Print out the data below in full, exactly as written.

* [Saved entries]:
• • • • •
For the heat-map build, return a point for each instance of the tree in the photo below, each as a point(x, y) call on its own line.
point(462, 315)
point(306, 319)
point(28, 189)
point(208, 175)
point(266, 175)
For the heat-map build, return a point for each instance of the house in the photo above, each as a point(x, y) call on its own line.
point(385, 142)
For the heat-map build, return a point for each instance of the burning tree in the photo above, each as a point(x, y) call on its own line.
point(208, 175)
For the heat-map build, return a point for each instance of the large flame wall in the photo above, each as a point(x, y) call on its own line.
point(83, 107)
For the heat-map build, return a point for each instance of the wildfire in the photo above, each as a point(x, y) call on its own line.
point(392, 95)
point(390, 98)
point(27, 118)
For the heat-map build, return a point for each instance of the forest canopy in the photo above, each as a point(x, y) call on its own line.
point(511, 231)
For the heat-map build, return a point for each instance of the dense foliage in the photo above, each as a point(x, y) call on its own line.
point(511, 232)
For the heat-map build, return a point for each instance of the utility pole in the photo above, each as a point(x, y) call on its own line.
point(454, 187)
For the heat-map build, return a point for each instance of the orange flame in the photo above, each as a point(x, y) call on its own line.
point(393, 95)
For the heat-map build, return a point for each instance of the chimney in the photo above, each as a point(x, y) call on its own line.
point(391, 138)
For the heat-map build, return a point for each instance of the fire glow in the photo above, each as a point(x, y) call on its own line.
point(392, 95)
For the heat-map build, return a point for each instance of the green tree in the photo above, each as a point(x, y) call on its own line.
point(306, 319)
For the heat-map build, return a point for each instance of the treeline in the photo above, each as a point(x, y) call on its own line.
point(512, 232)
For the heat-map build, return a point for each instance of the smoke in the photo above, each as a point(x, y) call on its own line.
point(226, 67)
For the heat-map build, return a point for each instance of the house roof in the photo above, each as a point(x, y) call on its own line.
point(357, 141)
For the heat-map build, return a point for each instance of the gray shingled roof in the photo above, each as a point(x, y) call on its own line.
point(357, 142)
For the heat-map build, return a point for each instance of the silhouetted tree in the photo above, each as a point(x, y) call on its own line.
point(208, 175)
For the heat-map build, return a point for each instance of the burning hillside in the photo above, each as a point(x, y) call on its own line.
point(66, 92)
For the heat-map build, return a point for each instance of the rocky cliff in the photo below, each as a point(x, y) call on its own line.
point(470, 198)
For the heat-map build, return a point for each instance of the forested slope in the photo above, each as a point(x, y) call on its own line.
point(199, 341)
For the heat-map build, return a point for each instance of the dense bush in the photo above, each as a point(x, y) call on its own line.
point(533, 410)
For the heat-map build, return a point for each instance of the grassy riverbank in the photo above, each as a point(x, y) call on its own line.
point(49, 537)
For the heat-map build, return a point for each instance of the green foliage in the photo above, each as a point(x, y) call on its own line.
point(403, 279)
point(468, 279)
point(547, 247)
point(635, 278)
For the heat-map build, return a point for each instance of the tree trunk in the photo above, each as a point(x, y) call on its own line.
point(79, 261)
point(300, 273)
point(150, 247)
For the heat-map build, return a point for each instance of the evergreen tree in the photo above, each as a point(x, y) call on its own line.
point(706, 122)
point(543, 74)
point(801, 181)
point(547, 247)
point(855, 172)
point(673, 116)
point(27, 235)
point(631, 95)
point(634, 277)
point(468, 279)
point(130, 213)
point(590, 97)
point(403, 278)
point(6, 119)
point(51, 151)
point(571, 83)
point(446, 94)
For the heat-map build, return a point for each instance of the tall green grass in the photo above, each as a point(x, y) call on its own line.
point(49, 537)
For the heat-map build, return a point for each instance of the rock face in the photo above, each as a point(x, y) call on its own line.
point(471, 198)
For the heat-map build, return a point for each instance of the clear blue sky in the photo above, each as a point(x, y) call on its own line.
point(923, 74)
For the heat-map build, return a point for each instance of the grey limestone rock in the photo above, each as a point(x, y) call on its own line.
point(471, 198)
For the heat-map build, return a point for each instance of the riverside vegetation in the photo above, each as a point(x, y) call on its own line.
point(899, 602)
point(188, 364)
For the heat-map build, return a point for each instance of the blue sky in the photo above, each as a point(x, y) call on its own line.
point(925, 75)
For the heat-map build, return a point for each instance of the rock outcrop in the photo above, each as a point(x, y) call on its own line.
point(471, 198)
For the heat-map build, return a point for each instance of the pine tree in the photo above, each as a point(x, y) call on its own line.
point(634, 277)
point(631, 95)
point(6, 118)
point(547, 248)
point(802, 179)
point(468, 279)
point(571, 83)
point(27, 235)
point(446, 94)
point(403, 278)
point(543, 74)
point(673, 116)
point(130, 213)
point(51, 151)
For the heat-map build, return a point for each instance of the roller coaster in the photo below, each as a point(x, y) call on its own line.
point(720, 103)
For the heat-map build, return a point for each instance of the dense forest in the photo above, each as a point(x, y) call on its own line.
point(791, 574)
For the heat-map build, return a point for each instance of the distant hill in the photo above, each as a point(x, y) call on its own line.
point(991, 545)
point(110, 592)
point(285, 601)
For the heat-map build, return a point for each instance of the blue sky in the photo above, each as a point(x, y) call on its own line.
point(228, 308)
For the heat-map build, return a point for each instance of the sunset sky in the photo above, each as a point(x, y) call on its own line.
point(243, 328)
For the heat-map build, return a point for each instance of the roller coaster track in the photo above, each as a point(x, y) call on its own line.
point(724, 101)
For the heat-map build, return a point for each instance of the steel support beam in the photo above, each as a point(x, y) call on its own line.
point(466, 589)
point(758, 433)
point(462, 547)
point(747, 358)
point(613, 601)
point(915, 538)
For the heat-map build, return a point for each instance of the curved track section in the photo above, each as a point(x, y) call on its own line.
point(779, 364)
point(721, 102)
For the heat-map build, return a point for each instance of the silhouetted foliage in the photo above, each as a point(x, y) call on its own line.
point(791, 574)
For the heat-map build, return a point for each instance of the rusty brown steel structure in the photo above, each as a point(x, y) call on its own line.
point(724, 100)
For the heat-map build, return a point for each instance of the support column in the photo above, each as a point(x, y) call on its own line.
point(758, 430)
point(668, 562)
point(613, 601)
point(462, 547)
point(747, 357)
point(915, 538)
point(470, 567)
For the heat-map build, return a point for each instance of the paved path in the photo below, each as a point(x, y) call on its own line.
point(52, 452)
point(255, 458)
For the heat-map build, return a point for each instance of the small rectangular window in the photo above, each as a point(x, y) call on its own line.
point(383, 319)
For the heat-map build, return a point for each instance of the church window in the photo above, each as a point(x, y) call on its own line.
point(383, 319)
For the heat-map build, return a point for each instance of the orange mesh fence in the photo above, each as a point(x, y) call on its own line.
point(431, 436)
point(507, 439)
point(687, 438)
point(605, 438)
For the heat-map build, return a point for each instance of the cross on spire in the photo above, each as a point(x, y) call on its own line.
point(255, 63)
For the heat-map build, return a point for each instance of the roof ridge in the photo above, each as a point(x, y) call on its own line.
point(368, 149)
• • • • •
* [Problem solution]:
For the heat-map build, return a point for each instance of the tree in the photo below, each as a point(x, y) call on its own line.
point(462, 315)
point(306, 319)
point(28, 189)
point(208, 175)
point(266, 175)
For the heat-map build, return a point for each instance of the house in the photo above, each as a point(x, y) call on its own line.
point(385, 142)
For the heat-map build, return a point for each instance of the burning tree in the photo above, each as a point(x, y) call on its own line.
point(208, 175)
For the heat-map build, return a point for each instance of the large flame wall in the photo above, each as a point(x, y) call on its own line.
point(83, 107)
For the heat-map build, return a point for each instance of the wildfire in the photo above, each as a point(x, y) call on its own line.
point(392, 95)
point(390, 98)
point(27, 118)
For the heat-map build, return a point for each instance of the forest canopy in the photo above, each as a point(x, y) call on its own line.
point(511, 231)
For the heat-map build, return a point for each instance of the dense foliage in the photo above, each as a point(x, y) call on its own line.
point(511, 232)
For the heat-map build, return a point for each instance of the utility pole in the photo above, each as a point(x, y) call on its own line.
point(454, 187)
For the heat-map build, return a point for each instance of the orange flame in the photo above, each as a point(x, y) call on its own line.
point(393, 95)
For the heat-map build, return a point for each instance of the chimney in the photo above, each as a point(x, y) call on its own line.
point(391, 138)
For the heat-map build, return a point for each instance of the fire glow in the photo above, each as a point(x, y) call on its own line.
point(392, 95)
For the heat-map build, return a point for each instance of the green tree in the photo above, each as a point(x, y) call on its own line.
point(306, 319)
For the heat-map build, return a point for each instance of the treeline in the photo above, each as a point(x, y) call on its own line.
point(512, 232)
For the heat-map build, return a point for each instance of the smoke in the photo above, each as a point(x, y) call on its own line.
point(226, 67)
For the heat-map build, return a point for each instance of the house roof in the photo above, each as a point(x, y) call on its own line.
point(357, 141)
For the heat-map build, return a point for each instance of the gray shingled roof in the photo above, each as a point(x, y) call on its own line.
point(357, 142)
For the heat-map build, return a point for each instance of the silhouetted tree in the photo above, each as a point(x, y) call on its own line.
point(208, 175)
For the heat-map build, return a point for each instance of the burning hillside in the photo above, each as a point(x, y) call on its own line.
point(66, 92)
For the heat-map build, return a point for each instance of the rocky cliff in the photo below, each as a point(x, y) call on its own line.
point(470, 198)
For the heat-map build, return a point for each instance of the forested slope in the photo above, each as a point(x, y) call on its own line.
point(199, 341)
For the heat-map build, return a point for each instance of the dense bush in the photo above, each as a point(x, y) call on its own line.
point(533, 410)
For the heat-map build, return a point for each instance of the grassy riverbank in the photo above, each as a point(x, y) call on its own line.
point(49, 537)
For the heat-map build, return a point for each instance of the green foliage in the photo above, each as a point(x, y) call on its own line.
point(403, 279)
point(468, 279)
point(547, 247)
point(635, 278)
For the heat-map build, return a point for each instance of the tree trunk in the photo above, each as a point(x, y) call on its own line.
point(79, 261)
point(300, 273)
point(150, 247)
For the heat-map build, return a point for each instance of the evergreen tree in the photo above, each as a point(x, y) call on its own line.
point(706, 122)
point(543, 74)
point(801, 181)
point(547, 247)
point(855, 172)
point(673, 116)
point(27, 235)
point(631, 95)
point(634, 277)
point(468, 279)
point(130, 213)
point(590, 97)
point(403, 278)
point(6, 119)
point(51, 151)
point(571, 83)
point(446, 94)
For the heat-map build, return a point for each instance of the tall green grass in the photo above, each as a point(x, y) call on its own line.
point(49, 537)
For the heat-map build, return a point for each instance of the rock face in the photo above, each as a point(x, y) call on its own line.
point(471, 198)
For the heat-map build, return a point for each instance of the clear blue sky in the photo above, each as a point(x, y) call on its own line.
point(923, 74)
For the heat-map build, return a point for each instance of the grey limestone rock in the photo above, each as a point(x, y) call on its own line.
point(471, 198)
For the heat-map build, return a point for each instance of the riverside vegetation in the photo above, each as a point(x, y) call on its own line.
point(899, 602)
point(188, 364)
For the heat-map build, return a point for each instance of the blue sky in the photo above, each as a point(x, y) call on its own line.
point(925, 75)
For the heat-map build, return a point for each instance of the rock outcrop in the photo above, each as a point(x, y) call on its own line.
point(471, 198)
For the heat-map build, return a point for each instance of the pine tree in the photo above, each as a point(x, y) call on its own line.
point(634, 277)
point(631, 95)
point(6, 118)
point(547, 248)
point(802, 179)
point(468, 279)
point(571, 83)
point(27, 235)
point(446, 94)
point(403, 278)
point(543, 74)
point(673, 116)
point(130, 213)
point(51, 151)
For the heat-map build, return a point for each instance of the roller coaster in the photo below, each as a point(x, y) call on its own line.
point(720, 103)
For the heat-map build, return a point for each instance of the dense forest in the photo above, each as a point(x, y) call on its own line.
point(791, 574)
For the heat-map build, return a point for each instance of the distant hill in the photo above, each as a point(x, y) call on its own line.
point(991, 545)
point(110, 592)
point(285, 601)
For the heat-map build, return a point for each instance of the blue sky in the photo above, each as a point(x, y) call on its own line.
point(228, 308)
For the heat-map build, return a point for each instance of the sunset sky in the photo above, each as a point(x, y) call on its own line.
point(243, 328)
For the heat-map build, return a point for each instance of the roller coaster track in the photo above, each as a point(x, y) call on its own line.
point(724, 101)
For the heat-map build, return a point for each instance of the steel support beam in the photo above, each as a point(x, y) call on its own line.
point(466, 589)
point(758, 433)
point(462, 547)
point(747, 358)
point(613, 601)
point(915, 538)
For the heat-map build, return a point for each instance of the curved track section in the photo above, each as a point(x, y) call on its own line.
point(779, 364)
point(721, 102)
For the heat-map build, return a point for each instance of the silhouetted foliage in the photo above, each as a point(x, y) call on its own line.
point(791, 574)
For the heat-map build, return a point for each instance of the rusty brown steel structure in the photo above, each as a point(x, y) call on its own line.
point(724, 100)
For the heat-map build, return a point for each instance of the support column in the photo above, each as a point(x, y) call on its own line.
point(758, 430)
point(668, 562)
point(613, 601)
point(462, 547)
point(747, 357)
point(915, 538)
point(470, 567)
For the heat-map build, return a point for each instance of the paved path in the photo below, each as a point(x, y) call on its own line.
point(52, 452)
point(255, 458)
For the heat-map build, return a point for each instance of the small rectangular window in the photo above, each as a point(x, y) call on its own line.
point(383, 319)
For the heat-map build, return a point for each instance of the church window in the photo above, each as a point(x, y) call on its own line.
point(383, 319)
For the heat-map build, return a point for each instance of the orange mesh fence in the photo above, each as a point(x, y) call on its own line.
point(431, 436)
point(507, 439)
point(687, 438)
point(605, 438)
For the heat-map build, return a point for each instance of the cross on spire in the photo above, each as a point(x, y) call on its own line.
point(255, 63)
For the heat-map build, return a point for each instance of the roof ridge in the photo above, each as a point(x, y) call on its own line.
point(368, 149)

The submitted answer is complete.